_Consigne_
Recopiez sans rien modifier le passage du texte sur le roman de Sinisalo qui commence à « A mon avis les » et se termine à « n'est-ce pas ^^). ».

_Texte à lire_

:::

A mon avis les personnages de Palomita et son mari n'ont de signification que si on considère le roman sous encore un autre angle: une description du sexe comme instrument de pouvoir.
Exploitation sexuelle de Palomita (d'abord prostituée aux Philippines, puis quasi esclave de son mari finlandais). Manipulation d'Ange par Martes, qui profite de l'attrait qu'il suscite chez le jeune homme pour lui faire réaliser les photos de pub. Manipulation du Dr Spiderman puis d'Ecce par Ange cette fois-ci, pour obtenir des renseignements sur les trolls. Et bien sûr Ange soumis à l'action boisée des phéromones de Pessi (une sorte de ce super-déodorant Axe qui fait tomber gars et filles comme des mouches, si je puis me permettre, mais on est dans un contexte de pub, n'est-ce pas ^^).

Maintenant, pourquoi un contexte gay ? Peut-être parce Sinisalo décrit les gays de cette ville comme une sorte de communauté tribale, nocturne, encore souterraine et peu visible ? Parfois de façon assez caricaturale, je trouve (cf les oeuvres de Tom of Finland qui semblent détenir la clé de l'histoire)

:::

_Lignes de données_
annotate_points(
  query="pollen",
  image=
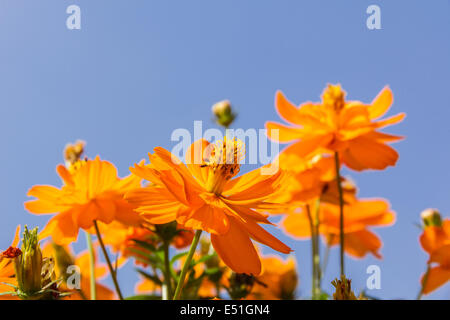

:::

_Réponse détaillée_
A mon avis les personnages de Palomita et son mari n'ont de signification que si on considère le roman sous encore un autre angle: une description du sexe comme instrument de pouvoir.
Exploitation sexuelle de Palomita (d'abord prostituée aux Philippines, puis quasi esclave de son mari finlandais). Manipulation d'Ange par Martes, qui profite de l'attrait qu'il suscite chez le jeune homme pour lui faire réaliser les photos de pub. Manipulation du Dr Spiderman puis d'Ecce par Ange cette fois-ci, pour obtenir des renseignements sur les trolls. Et bien sûr Ange soumis à l'action boisée des phéromones de Pessi (une sorte de ce super-déodorant Axe qui fait tomber gars et filles comme des mouches, si je puis me permettre, mais on est dans un contexte de pub, n'est-ce pas ^^).